*TEXT PASSAGE*
— Start —
From: Geliang Tang <tanggeliang@kylinos.cn>
This patch adds a "cgroup/getsockopt" way to inspect the subflows of a
mptcp socket.
mptcp_for_each_stubflow() and other helpers related to list_dentry are
added into progs/mptcp_bpf.h.
Add an extra "cgroup/getsockopt" prog to walk the msk->conn_list and use
bpf_core_cast to cast a pointer to tcp_sock for readonly. It will allow
to inspect all the fields in a tcp_sock.
Suggested-by: Martin KaFai Lau <martin.lau@kernel.org>
Signed-off-by: Geliang Tang <tanggeliang@kylinos.cn>
---
tools/testing/selftests/bpf/progs/mptcp_bpf.h | 35 +++++++++++
.../selftests/bpf/progs/mptcp_subflow.c | 62 +++++++++++++++++++
2 files changed, 97 insertions(+)
diff --git a/tools/testing/selftests/bpf/progs/mptcp_bpf.h b/tools/testing/selftests/bpf/progs/mptcp_bpf.h
index 782f36ed027e..d60e3c8f85a1 100644
--- a/tools/testing/selftests/bpf/progs/mptcp_bpf.h
+++ b/tools/testing/selftests/bpf/progs/mptcp_bpf.h
@@ -4,9 +4,44 @@
#include <vmlinux.h>
#include <bpf/bpf_core_read.h>
+#include "bpf_experimental.h"
#define MPTCP_SUBFLOWS_MAX 8
+static inline int list_is_head(const struct list_head *list,
+ const struct list_head *head)
+{
+ return list == head;
+}
+
+#define list_entry(ptr, type, member) \
+ container_of(ptr, type, member)
+
+#define list_first_entry(ptr, type, member) \
+ list_entry((ptr)->next, type, member)
+
+#define list_next_entry(pos, member) \
+ list_entry((pos)->member.next, typeof(*(pos)), member)
+
+#define list_entry_is_head(pos, head, member) \
+ list_is_head(&pos->member, (head))
+
+#define list_for_each_entry(pos, head, member) \
+ for (pos = list_first_entry(head, typeof(*pos), member); \
+ cond_break, !list_entry_is_head(pos, head, member); \
+ pos = list_next_entry(pos, member))
— End —
[Stored records]
— Start —
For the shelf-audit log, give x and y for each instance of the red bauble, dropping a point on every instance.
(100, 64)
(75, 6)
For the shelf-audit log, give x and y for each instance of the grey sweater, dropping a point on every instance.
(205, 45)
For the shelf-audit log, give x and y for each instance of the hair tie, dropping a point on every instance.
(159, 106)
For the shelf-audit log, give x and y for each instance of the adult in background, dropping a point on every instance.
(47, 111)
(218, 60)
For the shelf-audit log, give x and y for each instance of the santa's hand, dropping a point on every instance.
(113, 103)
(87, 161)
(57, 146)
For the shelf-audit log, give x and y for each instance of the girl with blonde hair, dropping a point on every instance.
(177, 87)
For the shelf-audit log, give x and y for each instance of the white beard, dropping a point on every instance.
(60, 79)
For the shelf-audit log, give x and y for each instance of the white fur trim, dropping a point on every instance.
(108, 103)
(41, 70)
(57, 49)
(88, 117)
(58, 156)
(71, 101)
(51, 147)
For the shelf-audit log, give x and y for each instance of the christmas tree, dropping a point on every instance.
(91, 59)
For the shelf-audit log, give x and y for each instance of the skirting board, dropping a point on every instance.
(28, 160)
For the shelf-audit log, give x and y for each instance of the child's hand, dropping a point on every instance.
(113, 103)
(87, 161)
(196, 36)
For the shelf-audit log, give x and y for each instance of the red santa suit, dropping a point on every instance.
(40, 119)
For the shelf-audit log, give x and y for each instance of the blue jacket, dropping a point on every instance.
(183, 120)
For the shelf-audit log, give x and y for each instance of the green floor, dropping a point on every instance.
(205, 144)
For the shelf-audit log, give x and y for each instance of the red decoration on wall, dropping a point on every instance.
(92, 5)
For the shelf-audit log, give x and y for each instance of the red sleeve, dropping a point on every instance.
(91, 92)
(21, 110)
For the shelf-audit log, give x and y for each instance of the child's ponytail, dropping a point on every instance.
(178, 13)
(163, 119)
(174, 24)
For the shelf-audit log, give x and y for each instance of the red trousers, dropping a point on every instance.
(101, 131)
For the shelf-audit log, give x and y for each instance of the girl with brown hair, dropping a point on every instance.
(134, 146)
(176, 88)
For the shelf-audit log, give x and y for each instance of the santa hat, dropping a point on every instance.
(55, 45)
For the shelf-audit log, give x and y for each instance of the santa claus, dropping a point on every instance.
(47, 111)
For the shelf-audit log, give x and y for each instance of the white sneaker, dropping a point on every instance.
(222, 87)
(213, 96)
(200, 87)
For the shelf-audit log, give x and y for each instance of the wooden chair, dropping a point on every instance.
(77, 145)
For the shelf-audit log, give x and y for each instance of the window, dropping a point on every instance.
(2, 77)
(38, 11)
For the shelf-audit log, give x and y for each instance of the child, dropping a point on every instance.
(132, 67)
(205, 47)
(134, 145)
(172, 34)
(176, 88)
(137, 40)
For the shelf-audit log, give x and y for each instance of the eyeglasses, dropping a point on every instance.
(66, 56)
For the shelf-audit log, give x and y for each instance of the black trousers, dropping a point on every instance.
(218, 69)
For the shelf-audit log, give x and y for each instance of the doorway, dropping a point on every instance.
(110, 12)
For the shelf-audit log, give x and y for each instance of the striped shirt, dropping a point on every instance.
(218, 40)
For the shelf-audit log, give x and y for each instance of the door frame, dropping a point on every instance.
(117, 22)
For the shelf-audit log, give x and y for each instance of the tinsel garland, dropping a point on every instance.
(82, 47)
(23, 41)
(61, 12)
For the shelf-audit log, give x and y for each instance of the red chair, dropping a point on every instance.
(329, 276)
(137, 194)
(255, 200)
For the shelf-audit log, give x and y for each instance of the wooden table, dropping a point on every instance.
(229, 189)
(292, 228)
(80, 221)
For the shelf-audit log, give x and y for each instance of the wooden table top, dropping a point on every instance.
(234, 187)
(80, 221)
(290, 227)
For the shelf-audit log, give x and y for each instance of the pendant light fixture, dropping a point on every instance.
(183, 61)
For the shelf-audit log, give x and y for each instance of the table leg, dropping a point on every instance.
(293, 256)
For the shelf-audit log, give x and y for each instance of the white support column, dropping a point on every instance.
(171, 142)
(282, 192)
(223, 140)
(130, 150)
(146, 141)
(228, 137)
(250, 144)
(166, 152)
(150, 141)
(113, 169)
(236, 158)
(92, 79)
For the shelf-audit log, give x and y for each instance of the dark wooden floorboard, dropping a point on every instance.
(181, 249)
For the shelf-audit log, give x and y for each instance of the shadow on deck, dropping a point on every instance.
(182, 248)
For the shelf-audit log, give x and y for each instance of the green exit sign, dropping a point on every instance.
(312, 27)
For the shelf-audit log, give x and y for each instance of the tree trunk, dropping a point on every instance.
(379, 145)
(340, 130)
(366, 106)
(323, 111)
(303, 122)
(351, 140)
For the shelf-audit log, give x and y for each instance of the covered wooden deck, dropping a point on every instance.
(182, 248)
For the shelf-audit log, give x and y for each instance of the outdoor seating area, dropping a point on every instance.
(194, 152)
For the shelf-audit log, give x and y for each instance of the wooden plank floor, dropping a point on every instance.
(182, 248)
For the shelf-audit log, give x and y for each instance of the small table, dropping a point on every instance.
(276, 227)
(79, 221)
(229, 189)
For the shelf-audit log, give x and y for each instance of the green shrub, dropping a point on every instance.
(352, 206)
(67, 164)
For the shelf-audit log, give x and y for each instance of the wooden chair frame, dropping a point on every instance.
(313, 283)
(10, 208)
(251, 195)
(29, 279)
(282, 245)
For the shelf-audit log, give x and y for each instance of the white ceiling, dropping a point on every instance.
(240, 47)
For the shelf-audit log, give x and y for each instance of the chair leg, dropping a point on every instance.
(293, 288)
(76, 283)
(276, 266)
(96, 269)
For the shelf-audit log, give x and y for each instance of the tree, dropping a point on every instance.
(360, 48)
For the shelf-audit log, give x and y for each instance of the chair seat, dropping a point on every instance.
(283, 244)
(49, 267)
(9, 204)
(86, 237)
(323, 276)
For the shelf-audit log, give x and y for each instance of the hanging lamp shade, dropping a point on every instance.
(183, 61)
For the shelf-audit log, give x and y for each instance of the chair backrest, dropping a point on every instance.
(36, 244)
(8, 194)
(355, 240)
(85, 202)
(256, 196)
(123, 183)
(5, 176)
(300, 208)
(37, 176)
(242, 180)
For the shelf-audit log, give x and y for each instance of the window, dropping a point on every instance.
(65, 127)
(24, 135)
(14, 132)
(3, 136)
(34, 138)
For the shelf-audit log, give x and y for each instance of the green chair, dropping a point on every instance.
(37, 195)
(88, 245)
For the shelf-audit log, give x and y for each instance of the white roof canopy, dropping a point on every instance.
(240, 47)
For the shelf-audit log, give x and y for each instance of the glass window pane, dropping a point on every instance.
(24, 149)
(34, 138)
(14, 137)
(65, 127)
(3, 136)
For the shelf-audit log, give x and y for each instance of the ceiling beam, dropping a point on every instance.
— End —
*PROBLEM SET*
(1) In the MPTCP patch, swap "helpers" for "macros" and reproduce the part that opens with the words containing "From: Geliang Tang" and closes with "added into progs/mptcp_bpf.h.".
(2) Summarize the MPTCP patch in two sentences.
(3) Continue the MPTCP patch from its last line.
None of the material is needed here.

*ANSWERS PROVIDED*
(1)
From: Geliang Tang <tanggeliang@kylinos.cn>
This patch adds a "cgroup/getsockopt" way to inspect the subflows of a
mptcp socket.
mptcp_for_each_stubflow() and other macros related to list_dentry are
added into progs/mptcp_bpf.h.

(2) The patch adds a "cgroup/getsockopt" way to inspect the subflows of an mptcp socket and adds list-related helpers into progs/mptcp_bpf.h. An extra "cgroup/getsockopt" prog walks msk->conn_list and uses bpf_core_cast to cast a pointer to tcp_sock for read-only access, allowing all the fields in a tcp_sock to be inspected.

(3)
+
+#define list_for_each_entry_safe(pos, n, head, member) \
+ for (pos = list_first_entry(head, typeof(*pos), member), \
+ n = list_next_entry(pos, member); \
+ cond_break, !list_entry_is_head(pos, head, member); \
+ pos = n, n = list_next_entry(n, member))
+
+#define mptcp_for_each_subflow(__msk, __subflow) \
+ list_for_each_entry(__subflow, &((__msk)->conn_list), node)
+#define mptcp_for_each_subflow_safe(__msk, __subflow, __tmp) \
+ list_for_each_entry_safe(__subflow, __tmp, &((__msk)->conn_list), node)
+
extern void mptcp_subflow_set_scheduled(struct mptcp_subflow_context *subflow,
bool scheduled) __ksym;
diff --git a/tools/testing/selftests/bpf/progs/mptcp_subflow.c b/tools/testing/selftests/bpf/progs/mptcp_subflow.c
index bc572e1d6df8..6a7cf71c2795 100644
--- a/tools/testing/selftests/bpf/progs/mptcp_subflow.c
+++ b/tools/testing/selftests/bpf/progs/mptcp_subflow.c
@@ -4,6 +4,7 @@
/* vmlinux.h, bpf_helpers.h and other 'define' */
#include "bpf_tracing_net.h"
+#include "mptcp_bpf.h"
char _license[] SEC("license") = "GPL";
@@ -57,3 +58,64 @@ int mptcp_subflow(struct bpf_sock_ops *skops)
return 1;
}
+
+static int _check_getsockopt_subflow_mark(struct mptcp_sock *msk, struct bpf_sockopt *ctx)
+{
+ struct mptcp_subflow_context *subflow;
+ int i = 0;
+
+ mptcp_for_each_subflow(msk, subflow) {
+ struct sock *ssk;
+
+ ssk = mptcp_subflow_tcp_sock(bpf_core_cast(subflow,
+ struct mptcp_subflow_context));
+
+ if (ssk->sk_mark != ++i)
+ ctx->retval = -1;
+ }
+
+ return 1;
+}
+
+static int _check_getsockopt_subflow_cc(struct mptcp_sock *msk, struct bpf_sockopt *ctx)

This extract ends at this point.